- LISTE DES CONSIGNES
(1) Les affirmations suivantes sont-elles conformes au texte sur l'exposition Cartier-Bresson ? Répondez par oui ou par non en citant à l'identique les mots du texte qui tranchent. (a) L'exposition couvre la période allant des débuts du photographe jusqu'aux dessins de la fin de sa vie. (b) Cartier-Bresson est présenté comme le premier photographe à être sorti du studio. (c) Comme le tableau, la photographie ne peut être reproduite qu'un nombre limité de fois.
(2) D'après le texte sur l'exposition Cartier-Bresson, quel musée accueille cette exposition ?
(3) Recopiez sans rien changer tout le passage du texte sur l'exposition Cartier-Bresson, depuis « Mieux qu’une rétrospective, le » jusqu'à « et le hasard. ».

- TEXTE FOURNI
● ● ● ● ●

Henri Cartier-Bresson : le visible, l’Histoire, le politique (exposition au musée Carnavalet)

le Leica d'Henri Cartier-Bresson © Jean-Philippe Cazier

Mieux qu’une rétrospective, le musée Carnavalet propose un choix judicieux et révélateur d’images d’Henri Cartier-Bresson, l’ensemble allant des débuts du photographe jusqu’aux dessins qu’il réalise jusqu’à la fin de sa vie.

Les photographies de Cartier-Bresson étant très connues, très diffusées, le risque était de présenter des images reconnaissables avant d’être visibles, réaliser une sorte d’hagiographie, ou encore d’entasser le maximum d’images seulement spectaculaires mais sans logique. L’exposition se compose plutôt d’un choix de photographies qui met en évidence la recherche d’un artiste voulant faire de la photographie le moyen de rencontres et de croisements entre l’image photographique, la peinture, le politique, l’espace public de la rue, l’Histoire, entre un travail formel poussé et le hasard.

La photographie, chez Cartier-Bresson, devient le lieu où ces dimensions se rencontrent – rencontre qui oblige la photographie à inventer pour elle-même de nouvelles directions, de nouvelles modalités, de nouveaux enjeux, de nouvelles formes. Ce sont les moments de cette recherche, certains de ses instants parmi les plus réussis, ses prémices, son développement que cette exposition donne à voir.

Très vite, Cartier-Bresson photographie dans la rue, il photographie la rue. Il s’agit pour le photographe – Cartier-Bresson n’étant pas le premier – de sortir du studio, comme les peintres étaient sortis de l’atelier. La rue est ce qui n’est pas encore suffisamment photographié, elle existe comme un objet qui est encore à explorer et à faire voir. L’enjeu concerne la représentation : faire voir ce qui n’est pas vu, ce qui n’est pas montré, et le faire voir au maximum d’yeux possibles puisque la photographie, à la différence du tableau, est reproductible à l’infini, imprimable, diffusable autant qu’on le veut.

● ● ● ● ●

- DONNÉES PRÉSENTÉES
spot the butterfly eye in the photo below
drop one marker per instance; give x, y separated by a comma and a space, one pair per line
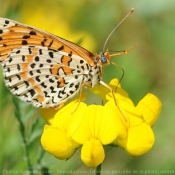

● ● ● ● ●

- RÉPONSES
(1)
(a) Oui : « l’ensemble allant des débuts du photographe jusqu’aux dessins qu’il réalise jusqu’à la fin de sa vie ».
(b) Non : « Cartier-Bresson n’étant pas le premier ».
(c) Non : « la photographie, à la différence du tableau, est reproductible à l’infini ».

(2) Le musée Carnavalet.

(3)
Mieux qu’une rétrospective, le musée Carnavalet propose un choix judicieux et révélateur d’images d’Henri Cartier-Bresson, l’ensemble allant des débuts du photographe jusqu’aux dessins qu’il réalise jusqu’à la fin de sa vie.

Les photographies de Cartier-Bresson étant très connues, très diffusées, le risque était de présenter des images reconnaissables avant d’être visibles, réaliser une sorte d’hagiographie, ou encore d’entasser le maximum d’images seulement spectaculaires mais sans logique. L’exposition se compose plutôt d’un choix de photographies qui met en évidence la recherche d’un artiste voulant faire de la photographie le moyen de rencontres et de croisements entre l’image photographique, la peinture, le politique, l’espace public de la rue, l’Histoire, entre un travail formel poussé et le hasard.